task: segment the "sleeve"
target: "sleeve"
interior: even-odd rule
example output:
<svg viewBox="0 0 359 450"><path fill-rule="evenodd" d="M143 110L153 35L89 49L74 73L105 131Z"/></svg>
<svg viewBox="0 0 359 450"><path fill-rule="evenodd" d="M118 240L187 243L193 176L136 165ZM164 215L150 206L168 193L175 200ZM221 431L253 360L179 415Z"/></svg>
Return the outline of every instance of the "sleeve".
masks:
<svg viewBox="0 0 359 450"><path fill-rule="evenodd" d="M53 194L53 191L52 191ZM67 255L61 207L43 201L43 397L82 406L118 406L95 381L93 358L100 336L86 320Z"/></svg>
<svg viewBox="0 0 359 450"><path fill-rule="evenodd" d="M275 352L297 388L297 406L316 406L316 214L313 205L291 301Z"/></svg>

☆ ☆ ☆ ☆ ☆ ☆ ☆

* [Task directions] Would you please restate all of the entries exactly?

* [Task result]
task: segment the "sleeve"
target: "sleeve"
interior: even-odd rule
example output:
<svg viewBox="0 0 359 450"><path fill-rule="evenodd" d="M143 110L153 35L89 49L74 73L105 131Z"/></svg>
<svg viewBox="0 0 359 450"><path fill-rule="evenodd" d="M118 240L187 243L193 176L136 165ZM164 215L150 206L168 193L175 200ZM221 431L253 360L179 415Z"/></svg>
Return the outline of every instance of the "sleeve".
masks:
<svg viewBox="0 0 359 450"><path fill-rule="evenodd" d="M53 194L53 191L52 191ZM67 255L61 207L43 201L43 397L82 406L118 406L95 381L93 358L100 336L86 320Z"/></svg>
<svg viewBox="0 0 359 450"><path fill-rule="evenodd" d="M275 352L297 388L297 406L316 406L316 214L313 205L291 301Z"/></svg>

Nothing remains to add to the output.